Brief: Copy exactly, and only, the lines from the line containing "Task: point out each instance of the shirt sleeve" through the last line of the records below, both included.

[Image-grounded pointing data]
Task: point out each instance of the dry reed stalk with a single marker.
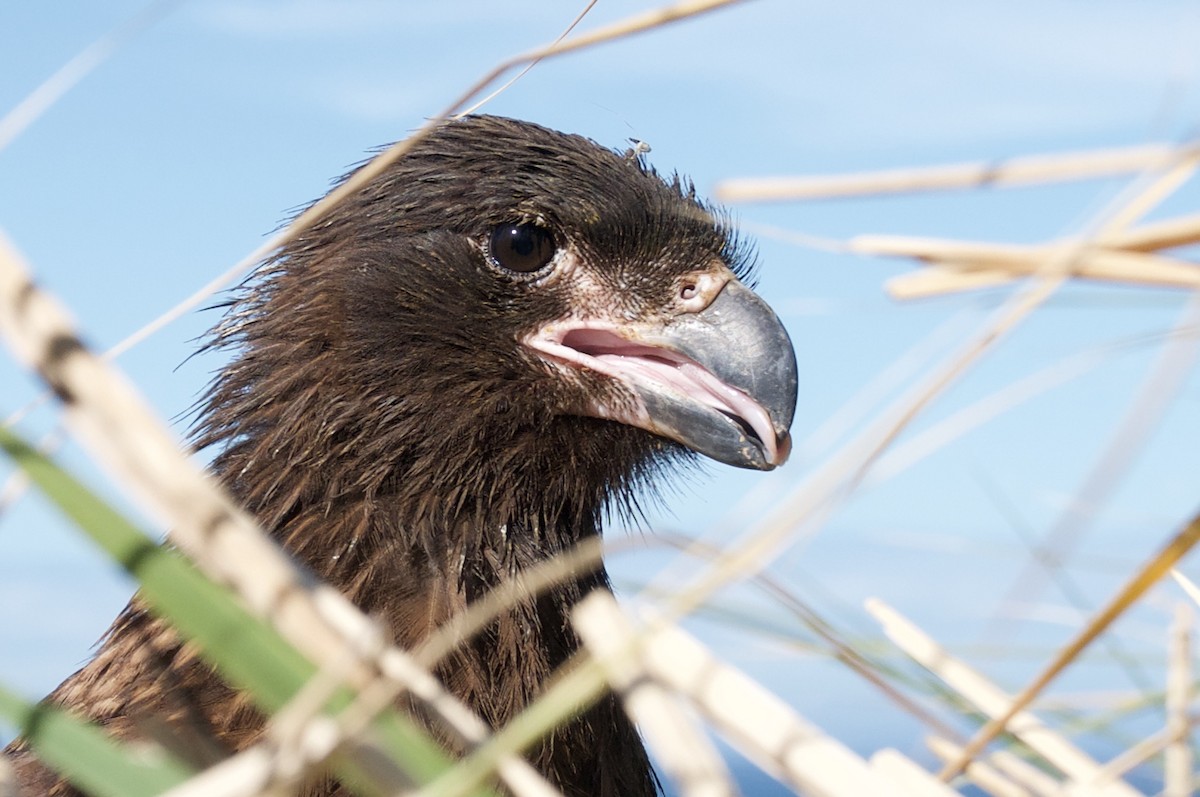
(1144, 580)
(679, 745)
(989, 699)
(1177, 757)
(1168, 233)
(910, 779)
(7, 779)
(753, 719)
(844, 652)
(815, 499)
(981, 772)
(963, 265)
(1029, 169)
(1162, 385)
(1141, 751)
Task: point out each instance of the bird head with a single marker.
(495, 292)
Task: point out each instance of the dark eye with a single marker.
(523, 249)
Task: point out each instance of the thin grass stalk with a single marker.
(981, 773)
(1027, 169)
(1001, 773)
(1162, 385)
(1068, 759)
(1147, 576)
(901, 773)
(679, 745)
(1177, 757)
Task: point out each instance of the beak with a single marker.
(720, 381)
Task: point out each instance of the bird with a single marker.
(503, 341)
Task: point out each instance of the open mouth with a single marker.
(659, 376)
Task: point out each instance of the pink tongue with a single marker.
(677, 372)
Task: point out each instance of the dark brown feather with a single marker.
(381, 420)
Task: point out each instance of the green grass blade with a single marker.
(247, 652)
(89, 757)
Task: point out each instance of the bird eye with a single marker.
(523, 249)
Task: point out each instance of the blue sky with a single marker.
(177, 156)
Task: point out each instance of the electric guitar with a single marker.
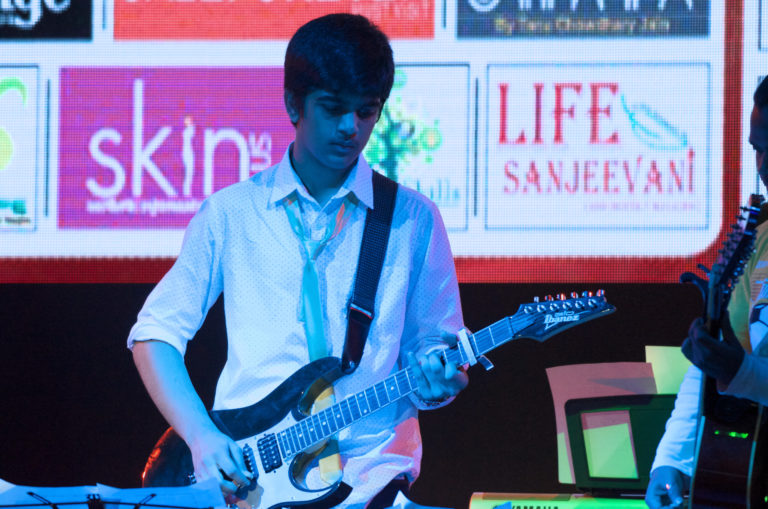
(279, 438)
(728, 470)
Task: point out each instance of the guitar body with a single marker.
(280, 439)
(170, 463)
(730, 450)
(729, 459)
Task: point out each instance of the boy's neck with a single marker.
(321, 183)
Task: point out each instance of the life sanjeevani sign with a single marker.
(607, 151)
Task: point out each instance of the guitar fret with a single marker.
(344, 405)
(392, 391)
(294, 442)
(301, 432)
(318, 427)
(285, 449)
(332, 420)
(354, 409)
(362, 402)
(400, 379)
(370, 394)
(312, 429)
(338, 415)
(305, 425)
(324, 425)
(381, 392)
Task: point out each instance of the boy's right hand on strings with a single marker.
(215, 455)
(665, 490)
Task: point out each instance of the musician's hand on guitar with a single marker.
(436, 381)
(718, 359)
(666, 488)
(216, 455)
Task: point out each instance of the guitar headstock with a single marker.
(555, 314)
(725, 272)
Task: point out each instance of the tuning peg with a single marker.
(485, 362)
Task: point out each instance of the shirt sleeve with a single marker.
(177, 306)
(433, 303)
(749, 381)
(676, 448)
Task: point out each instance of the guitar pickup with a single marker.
(269, 452)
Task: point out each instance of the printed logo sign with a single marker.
(46, 19)
(18, 147)
(256, 19)
(582, 18)
(421, 137)
(605, 152)
(141, 148)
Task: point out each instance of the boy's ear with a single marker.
(290, 107)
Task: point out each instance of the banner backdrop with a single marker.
(562, 140)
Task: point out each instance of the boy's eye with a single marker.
(367, 112)
(334, 109)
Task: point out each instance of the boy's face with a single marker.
(333, 129)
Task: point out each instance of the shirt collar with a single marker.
(358, 182)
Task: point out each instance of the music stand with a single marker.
(202, 495)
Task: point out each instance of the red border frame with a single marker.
(619, 269)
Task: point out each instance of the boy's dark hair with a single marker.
(340, 53)
(761, 94)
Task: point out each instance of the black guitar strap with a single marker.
(378, 222)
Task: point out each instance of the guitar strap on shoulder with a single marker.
(378, 222)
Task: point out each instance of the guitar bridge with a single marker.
(250, 461)
(269, 452)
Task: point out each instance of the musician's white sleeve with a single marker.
(751, 380)
(677, 446)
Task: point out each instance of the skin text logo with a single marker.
(254, 155)
(27, 13)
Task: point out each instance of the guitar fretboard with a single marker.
(322, 425)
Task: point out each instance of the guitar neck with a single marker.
(320, 426)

Solved problem:
Task: point out each instance of the shirt sleeve with a single marker.
(177, 306)
(433, 303)
(749, 381)
(676, 448)
Task: point out each instance of the guitar pickup with a single marker.
(269, 452)
Task: point out each instance of the printed logo sign with a single marker.
(46, 19)
(18, 147)
(256, 19)
(582, 18)
(421, 137)
(605, 152)
(141, 148)
Task: point out each instance of the boy's ear with a single marker.
(290, 107)
Task: point out each instance of the banner backdrop with a single marker.
(562, 140)
Task: point out each instance of the boy's eye with a single marker.
(367, 112)
(334, 109)
Task: point out each instance of the boy's face with a single marker.
(333, 129)
Task: point out each instance of the shirt collar with a single marker.
(358, 182)
Task: point out each instance of the music stand with a single marker.
(202, 495)
Task: point out each instance of the red border frame with a single marker.
(619, 269)
Task: point out each instance of the boy's dark hair with a single marker.
(340, 53)
(761, 94)
Task: point out each instance of the black guitar strap with a single marker.
(378, 222)
Task: point out each instance of the guitar strap on shoulder with a single marker.
(378, 222)
Task: point out each instance of the guitar bridge with a single marker.
(250, 461)
(269, 452)
Task: point out each instance of the musician's white sleeve with a single marker.
(751, 380)
(677, 446)
Task: point out each instance of the skin text logo with a single marker.
(254, 155)
(27, 13)
Task: point out each instance of the guitar fretboard with a single marker.
(322, 425)
Task: point out each instance of the guitar neck with a single marker.
(320, 426)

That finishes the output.